* _WORK TO BE COMPLETED_
Restate the records below word for word.

* _DATA FOR ANALYSIS_
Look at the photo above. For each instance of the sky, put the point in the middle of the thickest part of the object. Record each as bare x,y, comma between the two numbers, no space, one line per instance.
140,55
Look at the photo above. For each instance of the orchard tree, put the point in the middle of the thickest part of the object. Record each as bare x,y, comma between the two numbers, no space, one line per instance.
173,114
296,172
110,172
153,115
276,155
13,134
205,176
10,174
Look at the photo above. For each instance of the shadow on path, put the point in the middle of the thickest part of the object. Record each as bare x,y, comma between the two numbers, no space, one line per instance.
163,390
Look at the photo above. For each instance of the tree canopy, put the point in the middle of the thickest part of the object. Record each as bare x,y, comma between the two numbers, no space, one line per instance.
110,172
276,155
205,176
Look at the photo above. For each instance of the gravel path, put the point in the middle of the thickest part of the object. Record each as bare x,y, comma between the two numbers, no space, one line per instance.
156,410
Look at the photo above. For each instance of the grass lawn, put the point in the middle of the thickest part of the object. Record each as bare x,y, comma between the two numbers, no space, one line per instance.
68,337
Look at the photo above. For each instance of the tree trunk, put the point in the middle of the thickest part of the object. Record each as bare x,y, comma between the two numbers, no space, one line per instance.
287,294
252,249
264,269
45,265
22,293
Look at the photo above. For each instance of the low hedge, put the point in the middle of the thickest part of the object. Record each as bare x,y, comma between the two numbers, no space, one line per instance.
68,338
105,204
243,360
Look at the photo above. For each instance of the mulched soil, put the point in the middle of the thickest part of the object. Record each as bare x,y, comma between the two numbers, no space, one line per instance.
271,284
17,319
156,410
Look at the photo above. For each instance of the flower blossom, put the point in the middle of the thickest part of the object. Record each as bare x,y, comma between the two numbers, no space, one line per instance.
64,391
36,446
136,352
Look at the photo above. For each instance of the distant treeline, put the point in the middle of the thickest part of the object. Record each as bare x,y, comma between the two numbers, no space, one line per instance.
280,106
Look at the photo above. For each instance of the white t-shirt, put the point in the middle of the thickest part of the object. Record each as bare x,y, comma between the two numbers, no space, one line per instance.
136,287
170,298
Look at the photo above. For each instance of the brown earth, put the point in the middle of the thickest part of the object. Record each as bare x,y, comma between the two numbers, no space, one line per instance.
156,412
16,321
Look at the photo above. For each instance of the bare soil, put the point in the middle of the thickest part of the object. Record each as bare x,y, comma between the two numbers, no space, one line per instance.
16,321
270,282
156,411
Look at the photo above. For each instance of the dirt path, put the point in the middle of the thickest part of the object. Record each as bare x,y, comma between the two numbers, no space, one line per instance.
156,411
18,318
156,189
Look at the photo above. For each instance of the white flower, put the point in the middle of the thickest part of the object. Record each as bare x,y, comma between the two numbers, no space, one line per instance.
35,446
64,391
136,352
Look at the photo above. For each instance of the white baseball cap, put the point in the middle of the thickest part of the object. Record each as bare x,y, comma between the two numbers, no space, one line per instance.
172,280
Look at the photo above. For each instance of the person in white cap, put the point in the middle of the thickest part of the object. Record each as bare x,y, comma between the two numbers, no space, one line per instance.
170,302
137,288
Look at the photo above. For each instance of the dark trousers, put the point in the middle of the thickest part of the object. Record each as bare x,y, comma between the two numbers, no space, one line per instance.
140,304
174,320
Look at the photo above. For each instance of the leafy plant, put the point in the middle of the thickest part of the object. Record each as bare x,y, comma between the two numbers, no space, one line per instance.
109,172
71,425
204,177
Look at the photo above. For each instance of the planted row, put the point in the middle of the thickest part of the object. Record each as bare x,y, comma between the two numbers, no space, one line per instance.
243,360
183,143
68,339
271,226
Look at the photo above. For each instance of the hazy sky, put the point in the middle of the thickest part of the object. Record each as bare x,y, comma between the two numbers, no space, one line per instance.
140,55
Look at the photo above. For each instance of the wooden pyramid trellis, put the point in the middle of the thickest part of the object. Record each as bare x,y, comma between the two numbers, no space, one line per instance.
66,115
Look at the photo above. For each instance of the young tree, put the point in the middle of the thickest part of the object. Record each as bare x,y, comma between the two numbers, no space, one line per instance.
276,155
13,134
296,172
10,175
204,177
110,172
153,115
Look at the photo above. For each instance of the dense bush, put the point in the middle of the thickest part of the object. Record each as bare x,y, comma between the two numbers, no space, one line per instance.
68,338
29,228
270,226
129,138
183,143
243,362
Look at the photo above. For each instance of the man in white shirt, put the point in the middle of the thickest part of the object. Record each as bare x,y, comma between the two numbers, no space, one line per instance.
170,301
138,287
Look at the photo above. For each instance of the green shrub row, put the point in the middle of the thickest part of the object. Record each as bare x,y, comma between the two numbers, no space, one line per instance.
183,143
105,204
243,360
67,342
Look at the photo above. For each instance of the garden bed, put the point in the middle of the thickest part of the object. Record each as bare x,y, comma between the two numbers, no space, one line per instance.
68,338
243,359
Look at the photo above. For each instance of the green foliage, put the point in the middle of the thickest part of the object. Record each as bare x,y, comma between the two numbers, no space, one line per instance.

* _WORKED SOLUTION_
Look at the photo above. For each instance of the sky, put the point in the middle of the thickest part of the object. Record each as bare x,y, comma between the two numbers, no space, one line per instance.
140,55
Look at the photo above. For each instance of the orchard tree, put the point in the middle of the thickest part of the object. Record each as bare x,y, comma between the two numbers, no space, one line per instance.
173,114
296,172
110,172
153,115
276,155
13,134
205,176
10,174
Look at the photo above. For each instance of the shadow on path, put the point in the middle of the thickest part of the object. Record each as bare x,y, comma between the two numbers, no space, one line per instance.
163,390
Look at the photo above. For each instance of the tree canopy, put the point in the middle of the thickest part of the object. Record each as bare x,y, comma between the two numbers, no space, one line per instance.
110,172
276,155
205,176
Look at the photo above. For each instance of the gravel path, put the point in the middle of the thickest part of the object. Record each as bare x,y, comma between the two numbers, no space, one line per instance.
156,410
Look at the photo above. For each instance of the grass lawn, put the point in the middle of the thickest part of the object. Record each as bare x,y, comma between the two numbers, no space, one line per instance.
68,337
Look at the photo above. For each instance of the tree trunk, put the point in the middle of the thickest part of the object. Record each as bare x,y, comma between the two numbers, no space, one line per instance.
287,294
252,249
264,269
45,265
22,293
Look at the photo above. For each instance of the low hedge, put the point in the middle of the thickest part of the object. Record each as bare x,y, comma between the two numbers, no space, one line per instance.
68,338
105,204
243,360
Look at the photo above. For each instance of the mulched soil, put the point in the middle of the thickest part of the object. Record each as bare x,y, comma between the two numbers, no space, one line per instance.
271,284
17,319
156,410
Look at the photo above. For each instance of the flower blossom, put the point in the middle of the thickest part of the object. Record each as bare x,y, comma between the two numbers, no space, one line per instance.
64,391
36,446
136,352
Look at the photo above. For each instance of the distant treeline, put the point in the middle of the thickest part of the object. Record each as bare x,y, comma between the two numbers, no space, one line per instance.
280,106
Look at the photo above. For each instance of the white t-shirt, put the point in the middle of the thickest part of the object. Record each as bare x,y, comma between the two numbers, no space, one line per instance.
136,287
170,298
Look at the photo above. For each instance of the brown earth, put the point in the middle of the thickest part of the object. Record each as bare x,y, comma between the two numbers, no space, one line per instance.
156,412
16,321
Look at the photo above. For each instance of the bare soil, put the point in the middle of the thickest part of the object. Record each as bare x,y, comma between the two numbers, no space, one line per instance.
16,321
270,282
156,411
Look at the photo above. For each instance of the dirt path, put the point in the middle of the thickest part of the object. Record each as bare x,y, comma between the two numbers, no space, one line per instance.
156,411
18,318
156,189
Look at the photo above. For each instance of the white flower, put the point in the middle of the thickest part of the object. Record each as bare x,y, comma between the two numbers, no space, one line per instance.
35,446
64,391
136,352
Look at the photo above. For each instance of the white baseball cap, put the point in the middle of the thickest part of the object. Record each as bare x,y, comma between the two numbers, no space, one line per instance.
172,280
Look at the photo above. For each instance of the person in white cap, put the point in the middle of the thickest part of the object. Record each as bare x,y, comma between the two numbers, no space, one line per instance.
170,302
137,288
Look at the photo above. For each instance of the dark trousers, put the point in the middle of the thickest part of the object. Record each as bare x,y, comma between the two numbers, no space, one line per instance.
140,304
174,320
Look at the photo above. For each instance of the leafy plant, put the point in the middle of the thickest part of the object. Record each as bare x,y, comma between the two numbers, no space, one line per instance.
109,172
71,425
204,177
Look at the photo above. For each instance of the planted row, put the point in the middle of the thickest part of the object. Record each as bare x,y, comma between the two numbers, no space, one line per instance.
243,360
183,143
68,339
271,226
Look at the photo above. For each instance of the hazy sky, put the point in the middle of the thickest part of the object. Record each as bare x,y, comma between the two numbers, no space, one line per instance.
140,55
Look at the photo above. For each instance of the wooden pyramid trellis, put the point in the middle of the thickest part of the object. Record each as bare x,y, comma between the two numbers, no space, one line per instance.
66,115
Look at the photo above. For each instance of the young tree, put the point in the middle of the thickest part of the object. Record each as bare x,y, comma between the two numbers, no space, one line per instance.
276,155
13,134
296,172
10,175
204,177
110,172
153,115
Look at the photo above. For each instance of the dense bush, put the point in the middle of the thickest part of the object. Record each as bare x,y, comma between the two numbers, no space, one line per instance.
68,338
29,228
270,226
129,138
183,143
243,362
Look at the photo above. For each instance of the man in white shirt, put the point in the middle of the thickest part of the object. Record each as bare x,y, comma between the two numbers, no space, one line per instance.
170,301
138,287
Look at the photo above. For each instance of the green shrub row, put the point in the middle of the thickest part of the object. Record each as bare x,y, comma between the two numbers, no space, one line per instance.
183,143
105,204
243,360
67,342
Look at the photo above. For each instance of the garden bed, put the point in the middle of the thickest part of the object. Record each as bare x,y, comma between the two numbers, no space, one line per instance.
68,338
243,359
Look at the photo above. For each instance of the green foliage, put the point in the middle of the thickest part of the object. Record each as bare x,y, comma between the two numbers, no space, one line per instance.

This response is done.